Apply what you read
A – In the pearl gourami care text, why should keepers watch the fish's long, thread-like ventral feelers?
B – From the pearl gourami care text, return the part that opens with the words containing "Temperament" and closes with "in planted ones.".

Extracted text: Begin

The pearl gourami is widely considered the most beautiful and best-behaved of the larger gouramis, dressed in white spangles over bronze with a black lateral line.
Mature males add a flame-orange throat.
It is hardy, peaceful, and forgiving — a genuinely beginner-suitable centrepiece fish for a planted community, provided the tank is large and calm enough for it.
Housing
Provide at least 110 litres (29 gallons) with gentle flow, dense edge planting, and some floating cover; like all gouramis they are labyrinth breathers that sip air at a calm surface.
Keep the water at 24-28C.
Keep one male with a group of females, or a single fish in a community; two males will spar over territory in average tanks.
Soft to moderately hard, slightly acidic to neutral water suits them, though tank-bred fish adapt widely.
Diet
Pearl gouramis accept everything: quality flake or small pellets as the staple, rotated with frozen or live brine shrimp, daphnia, and bloodworm.
Some vegetable matter or spirulina rounds the diet out.
Feed once or twice daily only what is eaten within a couple of minutes.
They are deliberate, polite feeders, so check they are not outcompeted by faster tankmates.
Health
This is a robust species; most problems arrive with poor water quality or aggressive tankmates rather than disease susceptibility.
Standard quarantine of new arrivals covers the rest.
Watch the long, thread-like ventral feelers: fin-nipping species shred them, which is a welfare problem and an infection route.
Stable temperature and a calm surface keep the labyrinth organ happy.
Temperament
Among the gentlest large gouramis, pearls glide through the midwater and explore plants with their touch-sensitive feelers.
They are shy in bare tanks and confident in planted ones.
Pair them with peaceful tetras, rasboras, corydoras, and similar; avoid barbs and other nippers.
Males build bubble nests and display beautifully at breeding time.

Extracted text: End
Input data: Begin

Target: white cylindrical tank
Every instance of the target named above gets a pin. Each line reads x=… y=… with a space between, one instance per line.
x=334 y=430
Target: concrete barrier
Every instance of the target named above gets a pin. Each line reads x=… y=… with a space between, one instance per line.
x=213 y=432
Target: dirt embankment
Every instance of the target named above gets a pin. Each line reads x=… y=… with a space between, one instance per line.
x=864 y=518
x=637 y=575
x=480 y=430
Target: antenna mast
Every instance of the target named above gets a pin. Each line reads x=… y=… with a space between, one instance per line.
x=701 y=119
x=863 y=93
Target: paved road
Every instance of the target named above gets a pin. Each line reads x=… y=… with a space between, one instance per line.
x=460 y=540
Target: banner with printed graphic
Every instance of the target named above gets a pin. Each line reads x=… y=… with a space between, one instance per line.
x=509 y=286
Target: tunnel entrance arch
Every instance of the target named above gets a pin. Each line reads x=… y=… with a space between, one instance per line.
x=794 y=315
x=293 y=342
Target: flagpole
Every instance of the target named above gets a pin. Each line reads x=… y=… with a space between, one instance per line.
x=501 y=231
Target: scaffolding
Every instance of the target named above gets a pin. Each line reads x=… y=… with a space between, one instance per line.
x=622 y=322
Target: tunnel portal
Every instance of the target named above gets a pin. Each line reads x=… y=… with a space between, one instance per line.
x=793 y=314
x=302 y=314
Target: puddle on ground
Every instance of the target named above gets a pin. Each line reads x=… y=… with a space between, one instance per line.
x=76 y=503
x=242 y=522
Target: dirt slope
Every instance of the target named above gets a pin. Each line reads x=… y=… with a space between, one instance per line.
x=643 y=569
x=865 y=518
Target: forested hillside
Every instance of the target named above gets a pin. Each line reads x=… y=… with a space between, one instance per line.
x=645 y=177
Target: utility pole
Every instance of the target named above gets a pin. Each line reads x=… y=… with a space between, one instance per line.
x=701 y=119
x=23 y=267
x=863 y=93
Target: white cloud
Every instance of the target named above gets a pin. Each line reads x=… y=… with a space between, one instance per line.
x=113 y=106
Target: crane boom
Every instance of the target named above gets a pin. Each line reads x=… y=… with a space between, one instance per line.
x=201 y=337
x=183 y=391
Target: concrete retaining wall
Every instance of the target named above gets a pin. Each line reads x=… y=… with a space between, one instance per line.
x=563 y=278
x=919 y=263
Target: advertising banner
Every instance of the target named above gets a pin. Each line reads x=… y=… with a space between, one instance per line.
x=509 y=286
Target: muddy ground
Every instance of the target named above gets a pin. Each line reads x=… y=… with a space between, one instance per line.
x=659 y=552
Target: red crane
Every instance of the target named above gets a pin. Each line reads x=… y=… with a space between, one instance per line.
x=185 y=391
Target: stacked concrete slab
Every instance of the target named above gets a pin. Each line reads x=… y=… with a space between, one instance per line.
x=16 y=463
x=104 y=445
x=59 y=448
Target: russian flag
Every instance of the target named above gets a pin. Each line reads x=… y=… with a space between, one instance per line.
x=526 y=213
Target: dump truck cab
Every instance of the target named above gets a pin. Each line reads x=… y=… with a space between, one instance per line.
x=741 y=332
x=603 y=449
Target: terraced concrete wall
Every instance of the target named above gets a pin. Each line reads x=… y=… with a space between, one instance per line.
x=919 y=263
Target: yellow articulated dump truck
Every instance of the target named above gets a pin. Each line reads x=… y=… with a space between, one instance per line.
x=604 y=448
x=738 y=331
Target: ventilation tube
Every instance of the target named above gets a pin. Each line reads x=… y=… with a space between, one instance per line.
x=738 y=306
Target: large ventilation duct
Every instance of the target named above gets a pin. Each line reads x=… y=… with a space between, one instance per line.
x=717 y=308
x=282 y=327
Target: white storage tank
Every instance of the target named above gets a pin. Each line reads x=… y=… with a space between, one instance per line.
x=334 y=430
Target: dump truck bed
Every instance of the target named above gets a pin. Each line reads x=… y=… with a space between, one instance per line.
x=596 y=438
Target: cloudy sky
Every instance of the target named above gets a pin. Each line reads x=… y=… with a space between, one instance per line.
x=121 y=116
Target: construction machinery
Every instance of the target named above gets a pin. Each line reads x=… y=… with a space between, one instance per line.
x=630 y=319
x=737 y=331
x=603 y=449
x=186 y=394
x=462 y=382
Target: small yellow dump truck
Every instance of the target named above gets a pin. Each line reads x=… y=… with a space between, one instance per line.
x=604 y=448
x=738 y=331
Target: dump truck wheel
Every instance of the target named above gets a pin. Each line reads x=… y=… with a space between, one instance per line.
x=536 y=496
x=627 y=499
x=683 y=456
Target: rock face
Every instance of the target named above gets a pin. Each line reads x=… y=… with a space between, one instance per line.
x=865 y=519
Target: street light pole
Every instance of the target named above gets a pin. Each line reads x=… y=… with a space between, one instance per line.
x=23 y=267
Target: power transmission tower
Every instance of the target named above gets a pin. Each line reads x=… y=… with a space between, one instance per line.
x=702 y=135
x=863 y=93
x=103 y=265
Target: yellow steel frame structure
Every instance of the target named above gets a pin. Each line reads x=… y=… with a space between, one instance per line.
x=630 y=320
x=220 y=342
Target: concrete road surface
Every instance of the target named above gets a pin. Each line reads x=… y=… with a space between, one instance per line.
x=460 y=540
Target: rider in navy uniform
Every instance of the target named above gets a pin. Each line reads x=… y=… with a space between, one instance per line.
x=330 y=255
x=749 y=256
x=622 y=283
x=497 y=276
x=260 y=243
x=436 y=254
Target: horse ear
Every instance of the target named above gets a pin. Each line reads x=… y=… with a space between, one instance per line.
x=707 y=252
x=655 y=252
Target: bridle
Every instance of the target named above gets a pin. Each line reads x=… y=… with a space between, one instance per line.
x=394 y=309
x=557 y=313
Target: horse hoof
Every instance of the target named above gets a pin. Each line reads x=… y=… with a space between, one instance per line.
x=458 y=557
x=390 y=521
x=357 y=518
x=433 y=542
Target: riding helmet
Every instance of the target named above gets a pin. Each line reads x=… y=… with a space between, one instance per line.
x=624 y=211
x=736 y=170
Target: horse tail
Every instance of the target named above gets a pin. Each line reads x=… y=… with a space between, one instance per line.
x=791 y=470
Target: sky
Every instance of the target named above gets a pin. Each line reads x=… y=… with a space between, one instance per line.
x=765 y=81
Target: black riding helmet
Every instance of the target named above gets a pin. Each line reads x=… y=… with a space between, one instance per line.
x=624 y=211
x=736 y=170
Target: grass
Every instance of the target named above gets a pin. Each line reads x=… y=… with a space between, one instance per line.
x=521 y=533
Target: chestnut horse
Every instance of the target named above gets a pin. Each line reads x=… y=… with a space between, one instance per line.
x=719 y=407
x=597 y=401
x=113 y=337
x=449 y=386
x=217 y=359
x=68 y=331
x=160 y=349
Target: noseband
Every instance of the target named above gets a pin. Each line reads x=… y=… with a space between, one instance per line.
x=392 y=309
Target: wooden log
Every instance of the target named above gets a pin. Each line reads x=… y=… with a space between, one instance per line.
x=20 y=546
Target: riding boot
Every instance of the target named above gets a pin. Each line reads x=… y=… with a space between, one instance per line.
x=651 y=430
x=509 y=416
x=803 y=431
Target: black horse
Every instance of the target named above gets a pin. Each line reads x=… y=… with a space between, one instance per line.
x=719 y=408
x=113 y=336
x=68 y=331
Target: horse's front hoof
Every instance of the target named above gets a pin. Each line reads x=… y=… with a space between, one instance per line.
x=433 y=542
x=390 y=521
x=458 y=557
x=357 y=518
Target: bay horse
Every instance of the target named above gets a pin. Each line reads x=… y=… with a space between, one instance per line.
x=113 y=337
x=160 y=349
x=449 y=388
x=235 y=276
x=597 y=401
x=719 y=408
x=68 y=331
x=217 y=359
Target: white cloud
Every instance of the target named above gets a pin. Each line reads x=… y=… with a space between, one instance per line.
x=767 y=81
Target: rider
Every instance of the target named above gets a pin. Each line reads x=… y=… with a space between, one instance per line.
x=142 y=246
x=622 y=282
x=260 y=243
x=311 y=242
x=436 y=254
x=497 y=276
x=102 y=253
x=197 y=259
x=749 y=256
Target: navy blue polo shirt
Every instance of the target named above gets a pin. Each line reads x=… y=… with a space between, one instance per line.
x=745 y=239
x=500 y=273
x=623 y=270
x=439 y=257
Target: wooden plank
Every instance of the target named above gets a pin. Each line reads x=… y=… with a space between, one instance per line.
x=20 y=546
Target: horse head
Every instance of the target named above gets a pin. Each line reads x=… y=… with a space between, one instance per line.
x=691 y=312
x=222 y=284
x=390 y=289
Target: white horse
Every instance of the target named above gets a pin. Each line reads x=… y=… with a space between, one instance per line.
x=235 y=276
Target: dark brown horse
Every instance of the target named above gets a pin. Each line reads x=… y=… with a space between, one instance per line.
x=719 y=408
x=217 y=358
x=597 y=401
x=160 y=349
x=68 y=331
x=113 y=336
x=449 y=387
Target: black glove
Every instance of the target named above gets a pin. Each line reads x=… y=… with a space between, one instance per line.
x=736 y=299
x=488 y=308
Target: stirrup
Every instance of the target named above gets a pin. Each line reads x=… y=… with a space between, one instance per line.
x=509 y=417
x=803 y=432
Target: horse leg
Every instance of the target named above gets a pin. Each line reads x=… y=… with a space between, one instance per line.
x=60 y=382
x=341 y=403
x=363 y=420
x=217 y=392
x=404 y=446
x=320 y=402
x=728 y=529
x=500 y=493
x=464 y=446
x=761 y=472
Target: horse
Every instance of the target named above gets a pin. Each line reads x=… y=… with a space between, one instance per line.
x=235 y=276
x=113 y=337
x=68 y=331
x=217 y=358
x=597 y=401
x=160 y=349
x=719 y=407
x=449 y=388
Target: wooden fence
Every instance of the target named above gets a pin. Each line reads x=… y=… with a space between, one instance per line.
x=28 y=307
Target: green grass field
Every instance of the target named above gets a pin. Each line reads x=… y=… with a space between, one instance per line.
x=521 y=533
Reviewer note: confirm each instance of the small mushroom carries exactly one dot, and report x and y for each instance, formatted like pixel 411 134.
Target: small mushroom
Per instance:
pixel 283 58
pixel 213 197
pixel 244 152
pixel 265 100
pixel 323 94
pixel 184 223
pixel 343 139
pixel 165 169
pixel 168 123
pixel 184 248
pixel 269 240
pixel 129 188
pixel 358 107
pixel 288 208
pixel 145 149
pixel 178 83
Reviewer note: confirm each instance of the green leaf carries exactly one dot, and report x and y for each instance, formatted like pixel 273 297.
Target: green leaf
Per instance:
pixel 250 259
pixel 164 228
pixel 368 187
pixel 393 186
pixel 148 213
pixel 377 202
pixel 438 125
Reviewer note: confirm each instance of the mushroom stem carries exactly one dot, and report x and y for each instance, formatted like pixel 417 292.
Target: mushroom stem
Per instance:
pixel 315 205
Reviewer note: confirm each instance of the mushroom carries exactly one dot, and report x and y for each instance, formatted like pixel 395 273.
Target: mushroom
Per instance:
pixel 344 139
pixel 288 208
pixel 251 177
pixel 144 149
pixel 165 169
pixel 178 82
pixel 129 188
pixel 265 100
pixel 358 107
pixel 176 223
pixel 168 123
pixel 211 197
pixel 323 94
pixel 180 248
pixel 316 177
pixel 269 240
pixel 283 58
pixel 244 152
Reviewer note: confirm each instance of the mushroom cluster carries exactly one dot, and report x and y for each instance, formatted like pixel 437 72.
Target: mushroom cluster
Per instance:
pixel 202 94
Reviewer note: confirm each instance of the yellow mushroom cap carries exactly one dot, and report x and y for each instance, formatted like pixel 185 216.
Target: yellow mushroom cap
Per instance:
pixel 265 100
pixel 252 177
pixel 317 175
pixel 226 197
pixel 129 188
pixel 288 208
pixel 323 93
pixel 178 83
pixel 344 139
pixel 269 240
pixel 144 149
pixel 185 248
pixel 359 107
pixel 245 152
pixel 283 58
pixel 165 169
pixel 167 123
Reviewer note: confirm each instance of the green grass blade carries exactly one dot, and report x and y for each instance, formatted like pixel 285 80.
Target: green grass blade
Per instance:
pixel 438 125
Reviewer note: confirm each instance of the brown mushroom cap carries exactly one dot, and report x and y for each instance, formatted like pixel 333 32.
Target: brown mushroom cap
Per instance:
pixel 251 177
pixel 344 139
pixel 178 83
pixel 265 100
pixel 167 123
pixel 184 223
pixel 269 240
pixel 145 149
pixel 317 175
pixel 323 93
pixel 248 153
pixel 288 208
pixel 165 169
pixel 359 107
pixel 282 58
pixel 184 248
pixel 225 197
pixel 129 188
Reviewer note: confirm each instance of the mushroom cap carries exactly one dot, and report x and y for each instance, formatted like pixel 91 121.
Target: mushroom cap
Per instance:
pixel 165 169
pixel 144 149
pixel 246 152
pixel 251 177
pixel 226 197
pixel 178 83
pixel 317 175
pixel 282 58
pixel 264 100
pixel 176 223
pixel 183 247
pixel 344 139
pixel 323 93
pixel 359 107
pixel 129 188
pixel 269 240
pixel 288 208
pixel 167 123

Input data: End

Problem solutions
A – Fin-nipping species shred the feelers, and that damage is both a welfare problem and a route for infection.

B –
Temperament
Among the gentlest large gouramis, pearls glide through the midwater and explore plants with their touch-sensitive feelers.
They are shy in bare tanks and confident in planted ones.